- Opening Delimiter -

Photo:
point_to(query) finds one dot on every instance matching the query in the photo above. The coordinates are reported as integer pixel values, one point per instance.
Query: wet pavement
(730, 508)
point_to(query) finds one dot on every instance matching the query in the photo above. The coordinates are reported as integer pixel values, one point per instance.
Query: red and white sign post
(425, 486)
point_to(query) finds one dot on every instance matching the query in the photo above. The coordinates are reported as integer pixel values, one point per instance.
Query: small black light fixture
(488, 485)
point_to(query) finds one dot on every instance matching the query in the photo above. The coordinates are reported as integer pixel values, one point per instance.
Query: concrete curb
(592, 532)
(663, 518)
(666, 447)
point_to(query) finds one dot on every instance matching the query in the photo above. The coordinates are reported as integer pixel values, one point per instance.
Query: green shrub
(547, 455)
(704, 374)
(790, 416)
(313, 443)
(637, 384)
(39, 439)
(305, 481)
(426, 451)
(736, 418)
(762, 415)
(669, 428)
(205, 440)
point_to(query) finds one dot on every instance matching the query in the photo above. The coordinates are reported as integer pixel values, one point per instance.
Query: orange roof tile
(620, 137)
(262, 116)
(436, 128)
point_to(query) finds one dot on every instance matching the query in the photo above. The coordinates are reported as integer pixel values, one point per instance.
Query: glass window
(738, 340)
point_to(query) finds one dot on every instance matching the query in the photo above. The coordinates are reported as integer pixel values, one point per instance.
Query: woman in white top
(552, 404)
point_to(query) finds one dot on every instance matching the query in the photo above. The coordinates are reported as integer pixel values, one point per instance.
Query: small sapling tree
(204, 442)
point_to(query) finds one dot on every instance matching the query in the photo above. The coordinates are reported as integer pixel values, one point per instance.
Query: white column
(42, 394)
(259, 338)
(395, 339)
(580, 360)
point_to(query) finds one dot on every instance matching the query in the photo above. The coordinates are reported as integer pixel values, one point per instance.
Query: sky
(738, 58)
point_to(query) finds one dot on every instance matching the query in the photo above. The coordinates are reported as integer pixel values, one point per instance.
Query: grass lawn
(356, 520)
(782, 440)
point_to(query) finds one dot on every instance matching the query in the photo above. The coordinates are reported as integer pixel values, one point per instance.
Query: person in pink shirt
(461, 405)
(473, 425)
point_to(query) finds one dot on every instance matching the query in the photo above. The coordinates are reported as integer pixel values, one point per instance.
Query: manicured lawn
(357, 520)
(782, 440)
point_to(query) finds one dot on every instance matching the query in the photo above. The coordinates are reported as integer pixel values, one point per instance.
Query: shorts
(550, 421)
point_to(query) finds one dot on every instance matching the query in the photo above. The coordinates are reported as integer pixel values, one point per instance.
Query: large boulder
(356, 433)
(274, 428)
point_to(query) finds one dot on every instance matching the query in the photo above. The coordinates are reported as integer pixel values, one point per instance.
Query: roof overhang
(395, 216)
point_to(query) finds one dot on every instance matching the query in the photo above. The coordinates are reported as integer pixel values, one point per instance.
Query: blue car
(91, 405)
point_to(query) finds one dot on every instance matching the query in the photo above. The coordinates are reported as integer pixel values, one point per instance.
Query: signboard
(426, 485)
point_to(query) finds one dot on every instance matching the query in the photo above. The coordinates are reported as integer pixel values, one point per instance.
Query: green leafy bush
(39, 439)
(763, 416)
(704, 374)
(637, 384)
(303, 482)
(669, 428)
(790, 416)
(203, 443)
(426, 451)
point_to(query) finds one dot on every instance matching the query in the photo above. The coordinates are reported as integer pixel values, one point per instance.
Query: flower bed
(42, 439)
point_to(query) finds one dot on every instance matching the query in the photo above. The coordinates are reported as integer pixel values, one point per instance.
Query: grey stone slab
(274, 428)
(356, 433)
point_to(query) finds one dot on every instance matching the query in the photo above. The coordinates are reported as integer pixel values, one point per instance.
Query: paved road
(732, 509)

- Closing Delimiter -

* _EXERCISE DESCRIPTION_: Retype every entry above, word for word.

* _TASK RESPONSE_:
Photo:
point_to(query) finds one dot on every instance matching the query in the photo above. The coordinates are reported as integer pixel values, one point per instance.
Query: wet pavement
(730, 508)
point_to(query) finds one dot on every instance matching the query in the photo above. The coordinates are reported as integer pixel values, one point per instance.
Query: red and white sign post
(425, 486)
point_to(query) finds one dot on every instance matching the query in the photo above. The coordinates are reported as integer pixel values, one point per instance.
Query: small black light fixture
(488, 485)
point_to(query) finds one dot on every instance matching the query in the photo above. The coordinates are reported as integer pixel values, one point per instance.
Query: concrete curb
(592, 532)
(663, 518)
(666, 447)
point_to(query) finds one dot on every instance matching the query in the photo above. The coordinates are reported as integer pixel values, one point per instance.
Query: green shrub
(547, 455)
(704, 374)
(790, 416)
(313, 443)
(637, 384)
(39, 439)
(305, 481)
(426, 451)
(736, 418)
(762, 415)
(669, 428)
(205, 440)
point_to(query) finds one dot on every instance matching the query in the photo above. The coordinates are reported as integer pixel values, one point per instance.
Query: orange roof tile
(620, 137)
(262, 116)
(436, 128)
point_to(query) finds one dot on every instance matching the query in the photo above. The coordinates are reported as integer pixel values, one point per instance.
Query: glass window
(738, 340)
point_to(query) finds one dot on every instance matching the query in the photo above. The coordinates are reported as integer pixel values, one point per instance.
Query: woman in white top
(552, 404)
point_to(query) finds one dot on every instance matching the query in the photo above. The coordinates are reported as integer pixel values, one point per instance.
Query: small sapling tree
(204, 442)
point_to(query) finds one dot on every instance matching the query in the photo above. The coordinates are reported as integer pixel values, one point per instance.
Query: white column
(42, 394)
(259, 338)
(395, 339)
(580, 360)
point_to(query) finds one dot on every instance matching the query in the photo above. The coordinates are reported as integer pixel values, one point per instance.
Query: sky
(738, 58)
point_to(query) finds one dot on every instance matching the query in the photo above. The coordinates are reported as integer pixel values, one point per instance.
Query: grass lawn
(356, 520)
(782, 440)
point_to(query) finds one dot on every instance matching the query in the photo above. The coordinates are reported as integer pixel values, one point per instance.
Query: person in pink shirt
(461, 405)
(473, 425)
point_to(query) finds one dot on every instance matching the query in the photo above. The coordinates are reported as integer pixel values, one point per instance.
Query: manicured lawn
(357, 520)
(782, 440)
point_to(query) finds one dot on every instance matching the query in the photo above. The coordinates are reported as integer pixel values, one point per instance.
Query: shorts
(550, 421)
point_to(query) finds one dot on every instance matching the query in the photo above. The coordinates are reported as integer pixel values, one point per instance.
Query: large boulder
(356, 433)
(274, 428)
point_to(query) finds one dot on every instance matching the query in the photo above. The coordinates are reported as integer pixel values, one point per instance.
Query: roof overhang
(395, 216)
point_to(query) finds one dot on every instance matching the query in the photo above. The coordinates are reported as integer pixel values, one point per instance.
Query: blue car
(91, 405)
point_to(query) finds one dot on every instance matching the query in the photo above. The coordinates are reported as integer pixel values, one point per instance.
Query: signboard
(426, 485)
point_to(query) finds one dot on every instance matching the query in the photo above. The coordinates are reported as integer pixel values, one point per instance.
Query: green leafy bush
(39, 439)
(763, 416)
(704, 374)
(637, 384)
(303, 482)
(669, 428)
(790, 416)
(203, 443)
(426, 451)
point_to(query) finds one dot on every instance matching the query in the photo above. The coordinates are reported as integer pixel values, one point per instance.
Query: flower bed
(42, 439)
point_to(query) finds one dot on every instance matching the query in the photo above. The coordinates are reported as integer pixel values, one point per instance.
Query: grey stone slab
(274, 428)
(356, 433)
point_to(query) finds one dot on every instance matching the query in the photo above. The coordinates are reported as integer pixel values, one point per instance.
Query: paved road
(732, 509)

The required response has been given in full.